WRITTEN PROBLEM
Below is some material; set it all down exactly, apart from the pictures.
○ ○ ○
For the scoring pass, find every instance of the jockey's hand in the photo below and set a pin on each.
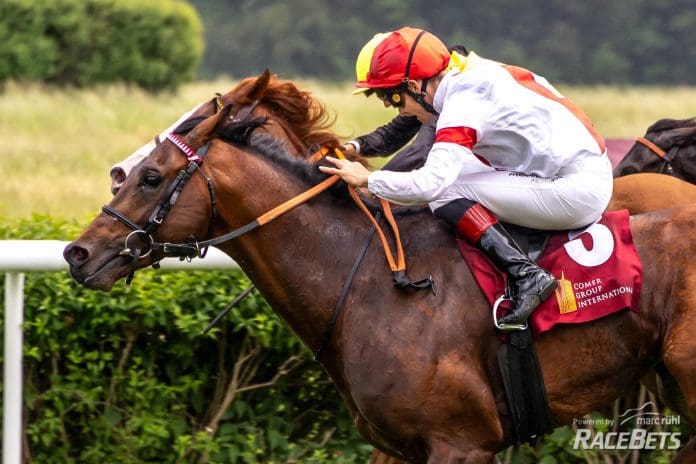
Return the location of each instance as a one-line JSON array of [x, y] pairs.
[[351, 172]]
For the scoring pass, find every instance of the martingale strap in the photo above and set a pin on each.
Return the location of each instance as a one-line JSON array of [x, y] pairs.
[[398, 265]]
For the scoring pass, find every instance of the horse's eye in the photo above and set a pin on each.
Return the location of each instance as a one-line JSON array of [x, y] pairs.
[[152, 180]]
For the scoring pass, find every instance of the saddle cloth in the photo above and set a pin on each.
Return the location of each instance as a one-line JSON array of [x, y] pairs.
[[598, 271]]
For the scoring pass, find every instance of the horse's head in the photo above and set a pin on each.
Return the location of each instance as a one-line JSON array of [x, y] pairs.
[[131, 232], [669, 147], [293, 116], [168, 196]]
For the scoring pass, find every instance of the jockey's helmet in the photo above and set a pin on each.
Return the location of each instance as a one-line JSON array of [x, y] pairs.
[[390, 59]]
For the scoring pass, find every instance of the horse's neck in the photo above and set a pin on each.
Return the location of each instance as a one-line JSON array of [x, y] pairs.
[[300, 260]]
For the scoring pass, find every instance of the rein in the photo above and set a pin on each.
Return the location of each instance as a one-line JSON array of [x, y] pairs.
[[666, 157]]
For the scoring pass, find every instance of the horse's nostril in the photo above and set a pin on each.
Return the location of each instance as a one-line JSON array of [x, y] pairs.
[[75, 254]]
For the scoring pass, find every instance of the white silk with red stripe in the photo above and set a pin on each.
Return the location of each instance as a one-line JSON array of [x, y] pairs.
[[508, 140]]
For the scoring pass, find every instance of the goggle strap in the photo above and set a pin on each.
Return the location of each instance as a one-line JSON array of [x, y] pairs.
[[410, 56]]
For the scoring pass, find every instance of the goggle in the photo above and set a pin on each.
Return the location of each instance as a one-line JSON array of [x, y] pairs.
[[391, 96]]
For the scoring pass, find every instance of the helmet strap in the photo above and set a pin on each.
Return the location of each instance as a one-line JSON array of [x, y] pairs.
[[420, 97]]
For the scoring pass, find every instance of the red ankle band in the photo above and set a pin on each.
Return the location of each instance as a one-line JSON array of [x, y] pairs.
[[474, 222]]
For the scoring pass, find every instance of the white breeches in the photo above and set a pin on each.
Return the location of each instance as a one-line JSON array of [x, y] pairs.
[[576, 197]]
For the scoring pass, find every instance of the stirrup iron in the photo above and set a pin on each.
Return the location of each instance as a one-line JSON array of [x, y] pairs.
[[506, 327]]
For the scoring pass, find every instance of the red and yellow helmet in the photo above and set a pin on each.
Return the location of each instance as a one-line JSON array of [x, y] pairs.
[[390, 58]]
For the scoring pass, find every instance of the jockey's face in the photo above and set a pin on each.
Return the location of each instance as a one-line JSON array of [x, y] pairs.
[[411, 107]]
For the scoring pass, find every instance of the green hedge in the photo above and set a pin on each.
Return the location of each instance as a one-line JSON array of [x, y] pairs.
[[156, 44], [127, 377]]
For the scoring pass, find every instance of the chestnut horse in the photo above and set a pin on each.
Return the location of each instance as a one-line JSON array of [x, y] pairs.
[[669, 147], [434, 393], [644, 192]]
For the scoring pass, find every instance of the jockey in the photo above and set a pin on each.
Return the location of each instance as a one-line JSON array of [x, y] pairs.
[[508, 146], [391, 137]]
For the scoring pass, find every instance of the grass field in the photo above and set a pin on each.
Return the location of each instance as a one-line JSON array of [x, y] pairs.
[[58, 146]]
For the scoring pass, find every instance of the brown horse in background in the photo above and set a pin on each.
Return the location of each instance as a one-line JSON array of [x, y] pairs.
[[669, 147], [434, 393]]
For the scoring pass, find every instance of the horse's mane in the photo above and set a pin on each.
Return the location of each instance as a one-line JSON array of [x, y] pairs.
[[242, 133], [307, 117], [669, 124]]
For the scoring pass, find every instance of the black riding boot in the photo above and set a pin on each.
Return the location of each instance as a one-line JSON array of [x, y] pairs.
[[530, 285]]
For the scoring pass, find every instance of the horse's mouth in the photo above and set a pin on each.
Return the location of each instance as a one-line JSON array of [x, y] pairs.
[[103, 277]]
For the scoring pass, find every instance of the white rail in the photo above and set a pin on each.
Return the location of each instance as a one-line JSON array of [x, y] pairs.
[[16, 258]]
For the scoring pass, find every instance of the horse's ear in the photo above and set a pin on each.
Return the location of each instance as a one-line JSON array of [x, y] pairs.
[[206, 130], [681, 136], [259, 86]]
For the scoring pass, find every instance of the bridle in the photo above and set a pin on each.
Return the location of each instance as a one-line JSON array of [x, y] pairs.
[[666, 157]]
○ ○ ○
EXERCISE SOLUTION
For the scoring pass, find every instance of the jockey's hand in the photo below and set a pin on each.
Return the location of each instance as a one-line JSON array of [x, y] pairs.
[[351, 172]]
For the scoring pass, find every instance of the martingale strap in the photo above and set a pin on each.
Return the location of each instance as a one-line JSON array of [x, y] pairs.
[[398, 265]]
For the scoring pass, find every instance of the horse's eye in the photo above and set a pin on each.
Return the location of each instance as a one-line JSON array of [x, y] pairs.
[[152, 180]]
For the scoring pass, find every instance of the saddle cloth in the photo above and set a pin on each.
Return the location of each instance as a one-line JSON array of [x, y] pairs.
[[598, 271]]
For the scoring pass, find every instance of the horse's head in the photo above and set a pin on each.
Return the location of each instance as a one-line JSON array of [x, y] pairs.
[[131, 232], [669, 147], [293, 116], [168, 196]]
For the scoring pass, find every instance of the jockey's helmet in the photo above and set a pin on each.
Return the location of each instance as a one-line JSON array of [x, y] pairs.
[[390, 59]]
For the scoring pass, find every instance of the horse's neck in the photo above and set a pin on each.
Return the location of each instance as a one-line JSON array of [x, y] pairs.
[[300, 260]]
For the scoring pass, find every instance of the rein in the photo above and set a pin on each.
Return the location of each instance as a one-line JSON array of [x, y] pairs.
[[666, 157]]
For the scoring pass, find every instance of the horse's nostril in the photo above and set a pin on each.
Return the location of each instance as a one-line JSON array of [x, y] pairs.
[[75, 254]]
For the scoring pass, find every instance of the white silk with red stripe in the photo above and set a pin on each.
Return the location of each instance as a one-line JSON array of [x, y] pairs.
[[508, 140]]
For the scoring pass, find every instance of the goggle strap in the photo above and set a pin on each.
Return the location of each instance as a one-line JSON array of [x, y] pairs.
[[410, 56]]
For the scoring pass, find every instance of the goggle in the photo above and set a pin on each.
Return the location of each instance as a one-line JSON array of [x, y] pairs.
[[391, 96]]
For the scoring pass, find every instance of the helmet strap in the photo above and set a pin on each.
Return the location of each instance as a one-line JSON array of [x, y] pairs.
[[420, 97]]
For the scoring pass, find every instance of the red ankle band in the photo above and set a pin on each.
Return the location of each instance as a one-line JSON array of [x, y] pairs.
[[474, 222]]
For the scoring pass, find every instance of the white breeches in the photo above and set a pin on each.
Return the location of each instance as a one-line JSON array of [x, y] pairs.
[[576, 197]]
For the scoring pass, find every instance of the stirrup iron in the photo above and set a pin on each.
Return the location of each instance as a one-line JSON array of [x, y] pairs.
[[506, 327]]
For the scoring pass, find every instance of the red and yellow helmet in the photo above and set a pin on each.
Return the location of each instance as a one-line JSON array of [x, y] pairs.
[[390, 58]]
For the scoring pass, find every instance of the jockey's face in the photo above and set a pin on each.
Return the location of each instance as a one-line JSON array of [x, y] pairs.
[[411, 107]]
For the scoring pass, find every instance of the green hedge in the photo above and set a pin on each.
Return the location of each instance as a one-line JSON array of [x, y] pairs.
[[156, 44], [127, 377]]
For the scoring pass, find every instance of the chestnut horse in the photo above and set a pin on each.
Return the location of each instance as a one-line JSON array of [x, y] pairs.
[[669, 147], [434, 393], [644, 192]]
For the scoring pass, find every instance of the jockey in the photo above and set a pin on each.
Return the location of each instance as a one-line JSON array of [x, y] pairs.
[[508, 146], [391, 137]]
For the scoring pass, find every instance of the grass field in the photo above and set a pin on each.
Return the location of each instance as a one-line JSON array of [x, y] pairs.
[[58, 146]]
For the scoring pass, find every instance of the brown horse in background in the photo above and set a pin on each.
Return the location of each instance as a one-line JSON array of [x, y] pairs.
[[669, 147], [434, 393]]
For the scoring pass, find every instance of the horse's mane in the photo above and set a pin on each.
Return the location of each instance as a one-line JSON array of [x, y] pairs.
[[242, 133], [307, 117], [669, 124]]
For the scoring pass, find every instance of the black riding boot in the photo above and set a pin on each.
Return the location of each instance as a one-line JSON array of [x, y] pairs.
[[530, 285]]
For the scoring pass, find every instance of the horse's mouth in the photo above and set a pin on each.
Return the location of each instance as a one-line JSON array of [x, y] pairs.
[[103, 277]]
For the scoring pass, find every instance of the white rail in the photo above and set a pin on each.
Return the location of each instance as a one-line JSON array of [x, y] pairs.
[[16, 258]]
For the scoring pass, find every instance of the horse's ear in the photo above and set a pin on each.
Return the location of each instance as a one-line JSON array of [x, y] pairs.
[[206, 130], [681, 136], [259, 86]]
For the scoring pass, find every instance of the bridle in the photo above and set a pin on each.
Return the location of each instance as a one-line JSON array of [x, y] pairs.
[[666, 157]]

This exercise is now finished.